*** DATASET RECORDS ***
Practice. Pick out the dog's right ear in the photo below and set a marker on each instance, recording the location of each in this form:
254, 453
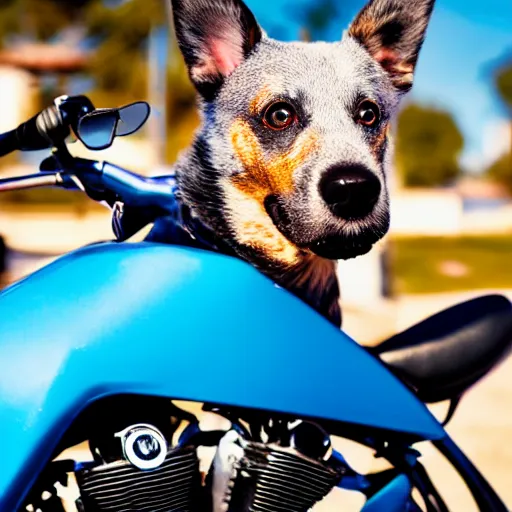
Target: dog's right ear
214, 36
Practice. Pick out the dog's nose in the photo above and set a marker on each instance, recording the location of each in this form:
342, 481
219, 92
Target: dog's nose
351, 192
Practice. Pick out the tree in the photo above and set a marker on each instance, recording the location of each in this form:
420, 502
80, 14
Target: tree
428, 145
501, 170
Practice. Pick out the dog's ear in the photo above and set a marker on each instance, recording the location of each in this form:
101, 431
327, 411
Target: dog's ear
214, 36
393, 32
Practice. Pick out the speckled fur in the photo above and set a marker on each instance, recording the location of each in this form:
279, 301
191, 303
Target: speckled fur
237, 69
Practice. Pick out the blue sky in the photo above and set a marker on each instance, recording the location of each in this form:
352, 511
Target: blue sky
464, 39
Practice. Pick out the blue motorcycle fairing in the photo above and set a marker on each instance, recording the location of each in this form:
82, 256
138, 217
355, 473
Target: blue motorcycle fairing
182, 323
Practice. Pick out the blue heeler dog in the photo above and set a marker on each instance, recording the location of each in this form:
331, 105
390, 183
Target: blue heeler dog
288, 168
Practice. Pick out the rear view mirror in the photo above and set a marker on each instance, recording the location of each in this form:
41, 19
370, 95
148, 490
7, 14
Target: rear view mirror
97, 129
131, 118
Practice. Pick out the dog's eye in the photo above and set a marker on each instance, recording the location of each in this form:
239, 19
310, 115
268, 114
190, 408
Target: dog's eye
***
• **REQUIREMENT**
Return the listing above in full and without alteration, excluding its pictures.

• **RESPONSE**
Practice. Pick out the dog's right ear in the photo below and set a marker on each instance, recording the location of each in this form:
254, 453
Target: dog's right ear
214, 36
Practice. Pick out the dog's nose in the photo above and set a marker on each instance, recording the location of each in this form:
342, 481
219, 92
Target: dog's nose
351, 192
Practice. Pick out the tree in the photo above and set a marker on each instance, recording the location of each in this form:
420, 502
80, 14
Target: tree
428, 145
501, 170
Practice. Pick out the dog's ear in the photo above and set a marker on each instance, recording the location of each in this form:
101, 431
327, 411
Target: dog's ear
214, 36
393, 32
Practice. Pick out the speckled fur in the photo above and set a marker on each instance, recording the location of each in this form:
279, 301
191, 303
Target: speckled fur
237, 69
Practice. Pick out the blue sky in the photo above and set a marker on each instance, recording the location of each in this form:
352, 511
Target: blue sky
464, 39
Practice. Pick out the blue motorcycle fairing in the photo above and set a marker on each instance, recording the location of each in this form:
82, 256
138, 217
355, 473
Target: blue motorcycle fairing
182, 323
Practice. Pick out the blue heeler dog in the photo above and set a marker on each instance, recording the location of each in this form:
331, 105
390, 183
Target: blue heeler dog
288, 168
Practice. Pick out the rear view mirror in the photo above and set a marker on each instance, recording the location of each in this form:
41, 19
370, 95
148, 490
7, 14
Target: rear view mirror
97, 129
131, 118
Practice. Pick out the dog's eye in the photo above and set a marker on each instance, recording the location of each in this form:
239, 19
310, 115
268, 114
190, 408
Target: dog's eye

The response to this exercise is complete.